▶ **SUPPLIED MATERIAL**

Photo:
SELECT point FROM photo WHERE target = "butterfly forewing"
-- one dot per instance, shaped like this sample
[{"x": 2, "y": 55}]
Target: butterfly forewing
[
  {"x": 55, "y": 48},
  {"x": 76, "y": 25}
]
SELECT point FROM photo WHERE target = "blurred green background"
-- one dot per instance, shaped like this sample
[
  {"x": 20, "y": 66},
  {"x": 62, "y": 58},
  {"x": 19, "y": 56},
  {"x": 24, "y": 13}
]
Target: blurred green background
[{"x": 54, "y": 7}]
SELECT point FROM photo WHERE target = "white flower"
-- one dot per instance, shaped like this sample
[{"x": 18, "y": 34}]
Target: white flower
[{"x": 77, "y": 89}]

▶ **ASSIGNMENT**
Show every line in the records above that contains the word "FROM".

▶ **SOLVED EXERCISE**
SELECT point FROM photo WHERE target = "butterfly forewing"
SELECT point FROM photo WHERE target = "blurred green background"
SELECT point FROM photo WHERE target = "white flower"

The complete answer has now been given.